§ **EXERCISE DETAILS**:
Filter the records below, keeping only lines with the string "concrete".

START DATASET EXTRACT

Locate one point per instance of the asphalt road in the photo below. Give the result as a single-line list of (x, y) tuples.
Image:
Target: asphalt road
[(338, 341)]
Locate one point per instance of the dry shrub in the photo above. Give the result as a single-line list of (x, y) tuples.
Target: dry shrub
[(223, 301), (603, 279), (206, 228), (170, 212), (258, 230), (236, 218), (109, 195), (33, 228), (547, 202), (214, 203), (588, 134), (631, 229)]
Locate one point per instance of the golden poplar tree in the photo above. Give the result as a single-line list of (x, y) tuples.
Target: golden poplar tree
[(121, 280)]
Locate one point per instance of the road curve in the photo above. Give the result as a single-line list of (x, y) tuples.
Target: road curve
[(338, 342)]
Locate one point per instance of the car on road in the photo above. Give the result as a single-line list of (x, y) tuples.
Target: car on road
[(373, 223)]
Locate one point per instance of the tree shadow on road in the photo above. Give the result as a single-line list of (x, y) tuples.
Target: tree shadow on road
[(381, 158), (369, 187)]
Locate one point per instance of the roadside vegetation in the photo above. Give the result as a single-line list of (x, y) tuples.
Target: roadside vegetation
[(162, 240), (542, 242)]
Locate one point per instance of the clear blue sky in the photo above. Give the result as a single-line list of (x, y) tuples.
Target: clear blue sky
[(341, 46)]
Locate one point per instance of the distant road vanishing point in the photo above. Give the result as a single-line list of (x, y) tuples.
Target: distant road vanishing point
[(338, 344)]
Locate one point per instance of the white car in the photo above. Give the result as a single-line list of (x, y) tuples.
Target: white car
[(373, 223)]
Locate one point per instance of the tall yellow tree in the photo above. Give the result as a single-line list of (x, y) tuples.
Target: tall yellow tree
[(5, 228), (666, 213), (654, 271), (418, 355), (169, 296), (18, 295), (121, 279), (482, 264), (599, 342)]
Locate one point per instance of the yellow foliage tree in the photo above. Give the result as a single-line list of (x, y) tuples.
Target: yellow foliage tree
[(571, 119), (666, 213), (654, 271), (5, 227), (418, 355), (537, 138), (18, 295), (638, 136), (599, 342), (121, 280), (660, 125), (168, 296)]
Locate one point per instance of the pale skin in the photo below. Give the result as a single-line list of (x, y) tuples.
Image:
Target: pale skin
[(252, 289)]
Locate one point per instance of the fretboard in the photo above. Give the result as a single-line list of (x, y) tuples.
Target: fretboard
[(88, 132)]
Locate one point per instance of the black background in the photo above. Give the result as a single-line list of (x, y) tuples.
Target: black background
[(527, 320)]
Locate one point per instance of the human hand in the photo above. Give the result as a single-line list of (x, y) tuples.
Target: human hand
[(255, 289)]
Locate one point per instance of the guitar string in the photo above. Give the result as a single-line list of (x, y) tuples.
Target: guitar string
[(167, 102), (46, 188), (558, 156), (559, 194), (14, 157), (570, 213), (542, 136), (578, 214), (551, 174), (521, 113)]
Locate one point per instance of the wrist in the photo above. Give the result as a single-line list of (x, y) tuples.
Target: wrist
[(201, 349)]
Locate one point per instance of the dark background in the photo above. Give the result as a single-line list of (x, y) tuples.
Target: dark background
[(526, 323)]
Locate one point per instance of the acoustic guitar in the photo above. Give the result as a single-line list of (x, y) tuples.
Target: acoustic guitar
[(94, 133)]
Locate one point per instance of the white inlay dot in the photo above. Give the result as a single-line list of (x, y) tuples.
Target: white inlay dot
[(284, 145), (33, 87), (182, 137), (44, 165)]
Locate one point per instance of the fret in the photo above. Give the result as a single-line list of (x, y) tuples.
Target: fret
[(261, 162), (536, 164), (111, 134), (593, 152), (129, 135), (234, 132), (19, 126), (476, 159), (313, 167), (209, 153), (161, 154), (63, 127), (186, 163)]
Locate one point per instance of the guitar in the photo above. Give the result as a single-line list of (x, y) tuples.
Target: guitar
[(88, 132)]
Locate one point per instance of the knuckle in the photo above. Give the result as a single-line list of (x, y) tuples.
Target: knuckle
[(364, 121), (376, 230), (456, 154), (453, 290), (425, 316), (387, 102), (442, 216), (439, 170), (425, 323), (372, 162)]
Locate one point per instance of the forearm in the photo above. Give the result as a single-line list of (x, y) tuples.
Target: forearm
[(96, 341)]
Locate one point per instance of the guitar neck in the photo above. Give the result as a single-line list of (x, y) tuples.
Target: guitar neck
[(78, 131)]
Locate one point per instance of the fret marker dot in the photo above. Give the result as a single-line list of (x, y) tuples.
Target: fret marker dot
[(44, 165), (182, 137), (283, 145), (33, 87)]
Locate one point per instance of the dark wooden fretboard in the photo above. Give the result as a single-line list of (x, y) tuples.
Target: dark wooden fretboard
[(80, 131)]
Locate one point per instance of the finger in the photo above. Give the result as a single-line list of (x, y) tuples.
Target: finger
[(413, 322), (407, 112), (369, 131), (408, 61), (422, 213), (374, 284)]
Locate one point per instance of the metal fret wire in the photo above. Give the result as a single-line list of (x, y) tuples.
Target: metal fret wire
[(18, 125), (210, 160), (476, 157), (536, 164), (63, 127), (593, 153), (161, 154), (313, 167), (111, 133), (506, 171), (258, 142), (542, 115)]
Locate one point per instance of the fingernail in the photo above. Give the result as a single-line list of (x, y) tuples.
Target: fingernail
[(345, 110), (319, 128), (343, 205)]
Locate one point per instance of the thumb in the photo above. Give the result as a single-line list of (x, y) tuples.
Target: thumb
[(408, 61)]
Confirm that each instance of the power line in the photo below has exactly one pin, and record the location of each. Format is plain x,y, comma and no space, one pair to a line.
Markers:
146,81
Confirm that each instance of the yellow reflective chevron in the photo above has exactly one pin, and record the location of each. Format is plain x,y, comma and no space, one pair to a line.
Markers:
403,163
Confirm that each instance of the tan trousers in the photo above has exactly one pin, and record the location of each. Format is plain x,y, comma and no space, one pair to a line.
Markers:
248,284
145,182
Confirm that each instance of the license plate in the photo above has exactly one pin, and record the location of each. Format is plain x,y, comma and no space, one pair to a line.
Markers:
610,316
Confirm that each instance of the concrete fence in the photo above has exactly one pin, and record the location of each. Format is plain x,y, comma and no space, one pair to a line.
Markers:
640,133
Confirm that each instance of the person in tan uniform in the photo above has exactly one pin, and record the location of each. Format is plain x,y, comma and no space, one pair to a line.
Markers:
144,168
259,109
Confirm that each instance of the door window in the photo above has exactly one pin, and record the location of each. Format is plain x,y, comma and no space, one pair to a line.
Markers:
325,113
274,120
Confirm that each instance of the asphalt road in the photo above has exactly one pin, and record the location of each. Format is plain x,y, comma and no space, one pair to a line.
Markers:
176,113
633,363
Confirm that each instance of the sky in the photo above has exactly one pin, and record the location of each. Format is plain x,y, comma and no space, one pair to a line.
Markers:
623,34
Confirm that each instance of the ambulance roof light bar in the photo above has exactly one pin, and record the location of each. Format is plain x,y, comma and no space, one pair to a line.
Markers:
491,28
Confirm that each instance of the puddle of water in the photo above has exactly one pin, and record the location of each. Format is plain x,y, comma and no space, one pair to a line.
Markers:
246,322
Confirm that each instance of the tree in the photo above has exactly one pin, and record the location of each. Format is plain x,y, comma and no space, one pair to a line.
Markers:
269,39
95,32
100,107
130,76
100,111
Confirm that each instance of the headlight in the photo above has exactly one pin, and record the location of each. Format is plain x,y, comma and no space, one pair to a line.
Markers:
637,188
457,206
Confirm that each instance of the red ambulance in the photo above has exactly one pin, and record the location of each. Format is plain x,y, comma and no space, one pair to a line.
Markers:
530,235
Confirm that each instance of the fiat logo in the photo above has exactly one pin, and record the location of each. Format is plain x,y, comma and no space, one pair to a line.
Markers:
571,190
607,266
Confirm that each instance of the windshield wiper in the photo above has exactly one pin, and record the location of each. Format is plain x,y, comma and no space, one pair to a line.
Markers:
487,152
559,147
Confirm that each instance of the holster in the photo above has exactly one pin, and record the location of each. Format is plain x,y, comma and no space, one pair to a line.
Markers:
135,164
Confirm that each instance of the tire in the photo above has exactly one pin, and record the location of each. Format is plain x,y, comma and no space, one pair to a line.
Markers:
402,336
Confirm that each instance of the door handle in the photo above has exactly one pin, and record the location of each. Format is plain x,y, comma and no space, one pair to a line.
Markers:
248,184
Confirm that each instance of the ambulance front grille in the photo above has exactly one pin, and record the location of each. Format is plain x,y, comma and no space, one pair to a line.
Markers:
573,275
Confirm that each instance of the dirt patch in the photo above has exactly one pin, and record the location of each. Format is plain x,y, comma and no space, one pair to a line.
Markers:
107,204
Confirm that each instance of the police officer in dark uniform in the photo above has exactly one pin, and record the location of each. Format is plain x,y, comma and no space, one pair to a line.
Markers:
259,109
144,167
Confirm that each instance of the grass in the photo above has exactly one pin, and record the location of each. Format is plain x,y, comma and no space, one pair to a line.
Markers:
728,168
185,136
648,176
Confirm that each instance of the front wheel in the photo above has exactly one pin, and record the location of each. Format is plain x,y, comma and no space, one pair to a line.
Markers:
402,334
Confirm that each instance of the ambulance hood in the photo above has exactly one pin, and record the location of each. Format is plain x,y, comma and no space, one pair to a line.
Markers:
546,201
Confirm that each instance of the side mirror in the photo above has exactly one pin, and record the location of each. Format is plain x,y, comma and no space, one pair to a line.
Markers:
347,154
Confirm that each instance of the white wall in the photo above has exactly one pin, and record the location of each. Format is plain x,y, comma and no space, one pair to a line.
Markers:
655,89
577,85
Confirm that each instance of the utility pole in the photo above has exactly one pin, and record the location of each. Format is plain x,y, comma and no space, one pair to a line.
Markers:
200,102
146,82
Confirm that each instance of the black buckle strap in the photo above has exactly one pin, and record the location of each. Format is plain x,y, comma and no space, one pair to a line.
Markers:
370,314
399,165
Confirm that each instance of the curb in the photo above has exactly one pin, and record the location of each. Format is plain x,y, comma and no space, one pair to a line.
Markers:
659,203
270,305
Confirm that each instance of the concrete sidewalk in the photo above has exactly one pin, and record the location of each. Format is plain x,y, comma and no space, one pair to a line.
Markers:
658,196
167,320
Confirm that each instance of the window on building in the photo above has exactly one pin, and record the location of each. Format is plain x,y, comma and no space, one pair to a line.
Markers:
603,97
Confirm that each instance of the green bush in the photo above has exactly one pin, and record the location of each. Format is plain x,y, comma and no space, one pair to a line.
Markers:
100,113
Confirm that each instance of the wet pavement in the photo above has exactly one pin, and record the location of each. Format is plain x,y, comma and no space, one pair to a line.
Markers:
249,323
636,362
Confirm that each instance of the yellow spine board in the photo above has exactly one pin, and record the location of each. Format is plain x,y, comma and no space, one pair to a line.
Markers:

END DATASET EXTRACT

§ **FINISHED TASK**:
Confirm that each instance of the concrete fence in the photo above has exactly one pin, and record the location of each. Format is plain x,y, comma and no space, one pair to a line.
Confirm that each instance of the concrete sidewalk in the photo above has exactly one pin, and record the location of each. Format is plain x,y, comma and no space, one pair to a line.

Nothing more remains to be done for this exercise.